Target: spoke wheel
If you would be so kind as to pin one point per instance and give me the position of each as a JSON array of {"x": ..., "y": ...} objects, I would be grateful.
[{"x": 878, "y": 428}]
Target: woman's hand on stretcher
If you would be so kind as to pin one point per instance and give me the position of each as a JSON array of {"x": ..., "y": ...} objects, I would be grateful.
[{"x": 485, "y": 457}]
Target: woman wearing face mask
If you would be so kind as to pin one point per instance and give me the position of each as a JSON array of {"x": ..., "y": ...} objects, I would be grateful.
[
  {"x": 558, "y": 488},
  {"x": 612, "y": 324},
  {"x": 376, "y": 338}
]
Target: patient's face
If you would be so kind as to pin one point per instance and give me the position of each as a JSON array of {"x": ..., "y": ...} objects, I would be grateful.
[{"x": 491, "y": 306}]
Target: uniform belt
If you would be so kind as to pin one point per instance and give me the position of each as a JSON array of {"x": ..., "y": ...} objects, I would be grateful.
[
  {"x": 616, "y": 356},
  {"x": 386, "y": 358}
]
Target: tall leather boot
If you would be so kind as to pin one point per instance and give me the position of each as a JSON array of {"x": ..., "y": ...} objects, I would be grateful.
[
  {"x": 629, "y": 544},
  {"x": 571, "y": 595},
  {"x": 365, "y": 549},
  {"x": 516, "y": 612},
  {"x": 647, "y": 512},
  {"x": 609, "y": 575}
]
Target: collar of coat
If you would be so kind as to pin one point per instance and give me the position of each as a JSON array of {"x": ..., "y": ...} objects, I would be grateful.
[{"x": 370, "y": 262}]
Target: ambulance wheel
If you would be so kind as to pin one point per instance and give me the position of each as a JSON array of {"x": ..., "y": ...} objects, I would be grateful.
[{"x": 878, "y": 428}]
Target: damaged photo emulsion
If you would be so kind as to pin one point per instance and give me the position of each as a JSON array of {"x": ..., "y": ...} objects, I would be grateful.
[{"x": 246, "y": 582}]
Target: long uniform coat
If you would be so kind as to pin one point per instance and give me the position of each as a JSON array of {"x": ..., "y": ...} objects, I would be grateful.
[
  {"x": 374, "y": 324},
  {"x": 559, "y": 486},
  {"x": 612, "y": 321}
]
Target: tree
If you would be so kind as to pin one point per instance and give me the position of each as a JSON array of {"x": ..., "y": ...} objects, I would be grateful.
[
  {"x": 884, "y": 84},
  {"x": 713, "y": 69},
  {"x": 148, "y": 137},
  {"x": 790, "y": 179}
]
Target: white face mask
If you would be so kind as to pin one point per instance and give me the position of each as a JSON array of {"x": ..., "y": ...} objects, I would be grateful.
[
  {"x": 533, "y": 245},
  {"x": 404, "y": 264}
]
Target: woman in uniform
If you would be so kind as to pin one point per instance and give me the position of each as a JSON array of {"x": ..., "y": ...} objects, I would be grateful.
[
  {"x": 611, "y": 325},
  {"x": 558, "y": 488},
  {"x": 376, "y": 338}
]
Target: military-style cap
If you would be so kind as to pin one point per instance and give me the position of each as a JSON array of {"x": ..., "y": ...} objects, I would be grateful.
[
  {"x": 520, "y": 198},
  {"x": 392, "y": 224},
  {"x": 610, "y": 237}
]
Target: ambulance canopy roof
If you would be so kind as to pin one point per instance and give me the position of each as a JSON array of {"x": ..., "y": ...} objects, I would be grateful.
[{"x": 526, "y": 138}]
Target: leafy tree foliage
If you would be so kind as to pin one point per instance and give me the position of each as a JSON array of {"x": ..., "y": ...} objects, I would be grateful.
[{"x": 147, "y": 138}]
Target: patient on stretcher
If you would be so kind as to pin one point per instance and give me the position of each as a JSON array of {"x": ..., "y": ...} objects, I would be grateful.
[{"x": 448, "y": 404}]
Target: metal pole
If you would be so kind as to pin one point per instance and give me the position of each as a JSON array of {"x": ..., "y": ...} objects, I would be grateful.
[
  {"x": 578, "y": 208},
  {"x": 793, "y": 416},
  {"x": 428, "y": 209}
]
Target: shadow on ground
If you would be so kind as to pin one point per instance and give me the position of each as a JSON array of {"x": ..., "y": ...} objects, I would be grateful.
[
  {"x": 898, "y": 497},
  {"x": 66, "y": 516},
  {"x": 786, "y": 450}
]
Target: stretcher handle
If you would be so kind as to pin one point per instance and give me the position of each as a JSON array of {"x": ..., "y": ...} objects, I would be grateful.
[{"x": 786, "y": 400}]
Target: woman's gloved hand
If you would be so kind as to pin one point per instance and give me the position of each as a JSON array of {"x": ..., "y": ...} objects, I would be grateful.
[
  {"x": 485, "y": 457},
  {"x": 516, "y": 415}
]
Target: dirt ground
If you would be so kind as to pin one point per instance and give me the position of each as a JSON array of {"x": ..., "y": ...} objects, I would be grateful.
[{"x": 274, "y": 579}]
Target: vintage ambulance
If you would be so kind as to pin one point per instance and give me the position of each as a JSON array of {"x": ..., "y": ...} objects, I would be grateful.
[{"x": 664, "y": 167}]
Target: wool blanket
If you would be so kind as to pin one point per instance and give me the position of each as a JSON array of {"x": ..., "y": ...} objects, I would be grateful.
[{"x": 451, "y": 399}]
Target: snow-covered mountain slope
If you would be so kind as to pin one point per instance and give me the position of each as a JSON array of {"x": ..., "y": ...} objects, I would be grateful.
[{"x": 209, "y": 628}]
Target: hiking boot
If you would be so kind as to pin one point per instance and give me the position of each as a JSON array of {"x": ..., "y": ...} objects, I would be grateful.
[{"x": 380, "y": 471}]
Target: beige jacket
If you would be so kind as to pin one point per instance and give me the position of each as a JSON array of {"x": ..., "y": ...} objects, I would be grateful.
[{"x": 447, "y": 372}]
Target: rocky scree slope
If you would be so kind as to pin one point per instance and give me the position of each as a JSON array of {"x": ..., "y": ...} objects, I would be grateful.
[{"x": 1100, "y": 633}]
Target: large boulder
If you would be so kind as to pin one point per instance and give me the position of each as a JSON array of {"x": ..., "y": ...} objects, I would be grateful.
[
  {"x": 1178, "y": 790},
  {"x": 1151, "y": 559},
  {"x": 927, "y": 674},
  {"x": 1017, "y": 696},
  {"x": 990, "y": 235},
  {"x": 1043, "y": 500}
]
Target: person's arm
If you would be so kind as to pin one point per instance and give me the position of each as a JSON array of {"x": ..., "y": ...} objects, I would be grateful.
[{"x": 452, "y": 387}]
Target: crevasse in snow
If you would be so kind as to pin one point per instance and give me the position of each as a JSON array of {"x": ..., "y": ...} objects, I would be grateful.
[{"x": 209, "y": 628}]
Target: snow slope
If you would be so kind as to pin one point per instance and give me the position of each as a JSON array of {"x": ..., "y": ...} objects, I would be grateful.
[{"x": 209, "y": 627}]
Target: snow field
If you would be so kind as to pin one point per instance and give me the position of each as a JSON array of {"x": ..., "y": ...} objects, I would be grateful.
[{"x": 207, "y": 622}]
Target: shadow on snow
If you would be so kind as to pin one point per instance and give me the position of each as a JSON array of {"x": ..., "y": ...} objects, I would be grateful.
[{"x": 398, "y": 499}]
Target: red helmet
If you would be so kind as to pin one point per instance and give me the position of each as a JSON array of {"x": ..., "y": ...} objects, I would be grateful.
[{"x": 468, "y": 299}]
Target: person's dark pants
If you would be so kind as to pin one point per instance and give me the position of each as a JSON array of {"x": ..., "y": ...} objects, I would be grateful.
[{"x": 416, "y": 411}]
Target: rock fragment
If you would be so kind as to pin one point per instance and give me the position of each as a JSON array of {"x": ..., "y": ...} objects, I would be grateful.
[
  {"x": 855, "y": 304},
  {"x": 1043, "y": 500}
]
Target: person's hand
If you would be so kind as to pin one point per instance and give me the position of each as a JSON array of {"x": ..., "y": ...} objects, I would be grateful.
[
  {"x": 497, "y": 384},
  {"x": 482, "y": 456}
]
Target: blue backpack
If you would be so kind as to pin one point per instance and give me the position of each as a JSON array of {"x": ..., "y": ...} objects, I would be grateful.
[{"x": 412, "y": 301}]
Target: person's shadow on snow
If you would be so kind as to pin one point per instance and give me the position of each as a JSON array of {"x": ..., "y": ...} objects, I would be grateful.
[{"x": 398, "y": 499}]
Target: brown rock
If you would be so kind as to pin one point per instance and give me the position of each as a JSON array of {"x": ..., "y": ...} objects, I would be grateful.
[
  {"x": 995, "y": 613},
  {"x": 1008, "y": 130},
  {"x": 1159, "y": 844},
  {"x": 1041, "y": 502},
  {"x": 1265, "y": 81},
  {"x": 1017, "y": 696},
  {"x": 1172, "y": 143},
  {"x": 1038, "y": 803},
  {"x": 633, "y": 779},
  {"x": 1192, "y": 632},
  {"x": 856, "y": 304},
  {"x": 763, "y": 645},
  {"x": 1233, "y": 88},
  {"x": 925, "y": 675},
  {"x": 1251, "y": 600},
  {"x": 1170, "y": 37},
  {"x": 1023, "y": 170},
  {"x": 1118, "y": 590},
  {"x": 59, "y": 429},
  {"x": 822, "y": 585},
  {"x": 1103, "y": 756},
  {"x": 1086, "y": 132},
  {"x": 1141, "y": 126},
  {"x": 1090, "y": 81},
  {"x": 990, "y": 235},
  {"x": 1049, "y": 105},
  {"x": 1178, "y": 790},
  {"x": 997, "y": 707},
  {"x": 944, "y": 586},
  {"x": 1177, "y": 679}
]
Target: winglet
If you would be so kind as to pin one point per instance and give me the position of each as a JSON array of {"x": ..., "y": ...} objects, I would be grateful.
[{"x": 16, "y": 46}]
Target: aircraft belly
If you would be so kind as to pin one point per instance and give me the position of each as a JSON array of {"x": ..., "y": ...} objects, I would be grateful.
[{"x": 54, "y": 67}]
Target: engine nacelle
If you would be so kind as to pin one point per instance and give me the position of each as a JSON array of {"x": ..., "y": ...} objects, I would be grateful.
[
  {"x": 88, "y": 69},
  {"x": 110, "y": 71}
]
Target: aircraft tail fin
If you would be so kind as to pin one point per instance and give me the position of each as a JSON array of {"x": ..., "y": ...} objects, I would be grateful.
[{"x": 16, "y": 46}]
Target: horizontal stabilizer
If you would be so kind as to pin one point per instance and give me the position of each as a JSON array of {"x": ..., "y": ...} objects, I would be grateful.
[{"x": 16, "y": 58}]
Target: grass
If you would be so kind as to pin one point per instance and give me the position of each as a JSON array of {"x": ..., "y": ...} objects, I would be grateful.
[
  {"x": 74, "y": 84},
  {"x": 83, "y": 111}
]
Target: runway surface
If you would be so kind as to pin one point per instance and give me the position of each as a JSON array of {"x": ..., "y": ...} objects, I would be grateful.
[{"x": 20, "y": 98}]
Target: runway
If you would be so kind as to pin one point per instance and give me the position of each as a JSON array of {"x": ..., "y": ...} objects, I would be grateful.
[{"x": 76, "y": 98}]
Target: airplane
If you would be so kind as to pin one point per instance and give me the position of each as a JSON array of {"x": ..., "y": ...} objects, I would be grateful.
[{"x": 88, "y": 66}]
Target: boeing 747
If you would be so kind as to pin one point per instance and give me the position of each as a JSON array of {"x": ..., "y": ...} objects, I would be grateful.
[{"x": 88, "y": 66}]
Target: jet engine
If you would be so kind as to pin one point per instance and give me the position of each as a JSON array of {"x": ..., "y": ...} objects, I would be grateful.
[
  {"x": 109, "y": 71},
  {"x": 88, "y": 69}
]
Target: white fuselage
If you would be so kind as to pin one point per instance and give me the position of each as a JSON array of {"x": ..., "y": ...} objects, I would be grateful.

•••

Exercise - Repeat, word for word, the lines above between the line holding "Target: collar of coat" and the line holding "Target: woman in uniform", inclusive; omit everything else.

Task response -
Target: collar of coat
If you would be so kind as to pin one point per instance and give me the position of each as a JSON array of {"x": ..., "y": ...} objects, I would be grateful.
[{"x": 370, "y": 262}]
Target: ambulance wheel
If you would be so kind as to pin one point per instance and give me the position of each as a JSON array of {"x": ..., "y": ...} objects, I would be grateful.
[{"x": 878, "y": 428}]
Target: damaged photo emulsion
If you would be so kind as to pin one point per instance and give me the position of each as a JSON array of {"x": ..., "y": ...} objects, I would be grateful.
[{"x": 246, "y": 582}]
Target: long uniform coat
If you would be so kind as to pin one point per instance and give me the position of each as a JSON array of {"x": ..., "y": ...} objects, I would be grateful.
[
  {"x": 374, "y": 324},
  {"x": 559, "y": 486},
  {"x": 612, "y": 321}
]
Target: tree
If you would be so kind as to pin one point per instance and give me the position of each as a JSON array of {"x": ..., "y": ...} objects, I would be grateful.
[
  {"x": 884, "y": 84},
  {"x": 713, "y": 69},
  {"x": 148, "y": 137},
  {"x": 790, "y": 179}
]
Target: white face mask
If you would be so kind as to pin one point per instance and give me the position of each as a JSON array of {"x": ..., "y": ...} objects, I would be grateful.
[
  {"x": 533, "y": 245},
  {"x": 404, "y": 264}
]
Target: woman in uniform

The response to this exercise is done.